- ACTIVITY -
Count the lines in the entries below that contain the string "negative", treating uppercase and lowercase as different. Give only the number.

- TASK INPUT -
::::::::::
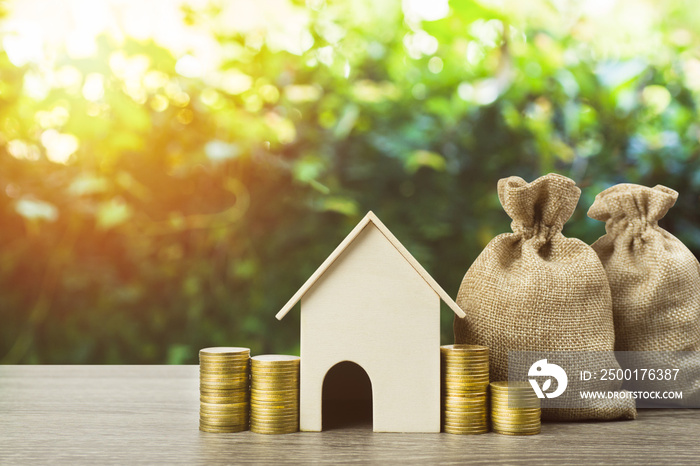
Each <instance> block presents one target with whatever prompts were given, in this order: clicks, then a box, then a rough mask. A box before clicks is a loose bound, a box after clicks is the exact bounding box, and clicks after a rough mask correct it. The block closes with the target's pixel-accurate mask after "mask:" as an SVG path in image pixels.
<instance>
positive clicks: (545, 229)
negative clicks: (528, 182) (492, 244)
mask: <svg viewBox="0 0 700 466" xmlns="http://www.w3.org/2000/svg"><path fill="white" fill-rule="evenodd" d="M580 196H581V190H580V189H579V188H577V187H576V183H575V182H574V181H573V180H571V179H569V178H567V177H565V176H562V175H557V174H555V173H550V174H548V175H545V176H542V177H540V178H538V179H536V180H535V181H533V182H532V183H527V182H526V181H525V180H523V179H522V178H520V177H518V176H511V177H509V178H503V179H501V180H499V181H498V198H499V199H500V201H501V205H502V206H503V209H504V210H505V211H506V213H507V214H508V216H509V217H510V218H512V219H513V222H512V223H511V228H512V229H513V232H514V233H515V234H517V235H520V236H522V237H523V239H524V240H529V239H536V240H537V241H539V242H542V243H545V242H548V241H550V240H551V239H552V238H553V237H554V236H555V235H557V234H559V233H561V230H562V228H564V223H566V221H567V220H569V218H570V217H571V215H572V214H573V213H574V209H575V208H576V204H577V203H578V199H579V197H580Z"/></svg>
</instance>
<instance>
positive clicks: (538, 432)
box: [493, 429, 540, 435]
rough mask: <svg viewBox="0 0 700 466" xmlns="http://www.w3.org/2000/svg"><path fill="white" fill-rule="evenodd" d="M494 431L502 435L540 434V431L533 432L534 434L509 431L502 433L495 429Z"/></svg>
mask: <svg viewBox="0 0 700 466" xmlns="http://www.w3.org/2000/svg"><path fill="white" fill-rule="evenodd" d="M493 431H494V432H495V433H497V434H502V435H537V434H539V433H540V431H539V430H536V431H532V432H508V431H501V430H498V429H493Z"/></svg>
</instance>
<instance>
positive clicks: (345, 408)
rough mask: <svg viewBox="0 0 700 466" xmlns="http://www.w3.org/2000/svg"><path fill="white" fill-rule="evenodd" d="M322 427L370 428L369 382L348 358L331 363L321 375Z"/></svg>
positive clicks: (368, 376)
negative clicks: (325, 370)
mask: <svg viewBox="0 0 700 466" xmlns="http://www.w3.org/2000/svg"><path fill="white" fill-rule="evenodd" d="M322 416H323V420H322V423H323V430H330V429H338V428H344V427H367V428H369V429H371V428H372V382H371V381H370V379H369V376H368V375H367V372H365V370H364V369H362V367H360V366H359V365H358V364H355V363H354V362H351V361H343V362H339V363H338V364H336V365H335V366H333V367H331V368H330V370H329V371H328V373H327V374H326V377H325V378H324V379H323V413H322Z"/></svg>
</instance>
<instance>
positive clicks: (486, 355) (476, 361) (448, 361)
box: [440, 345, 489, 434]
mask: <svg viewBox="0 0 700 466" xmlns="http://www.w3.org/2000/svg"><path fill="white" fill-rule="evenodd" d="M440 365H441V372H442V428H443V430H444V431H445V432H447V433H450V434H483V433H486V432H488V431H489V425H488V403H487V390H488V385H489V349H488V348H487V347H485V346H478V345H446V346H441V347H440Z"/></svg>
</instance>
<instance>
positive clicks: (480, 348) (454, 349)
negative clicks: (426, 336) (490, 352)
mask: <svg viewBox="0 0 700 466" xmlns="http://www.w3.org/2000/svg"><path fill="white" fill-rule="evenodd" d="M440 351H469V352H476V353H488V351H489V348H488V346H482V345H470V344H467V343H455V344H453V345H442V346H441V347H440Z"/></svg>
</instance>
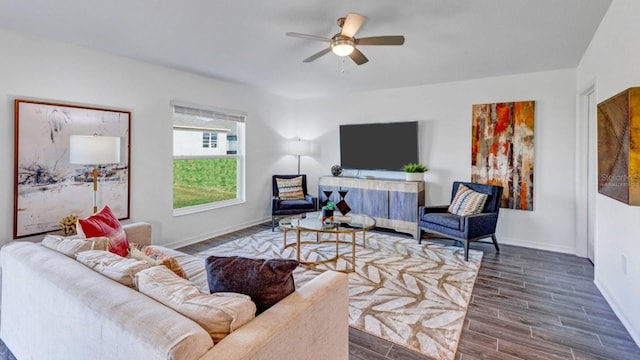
::::::::::
- RESPONSE TO THIS TASK -
3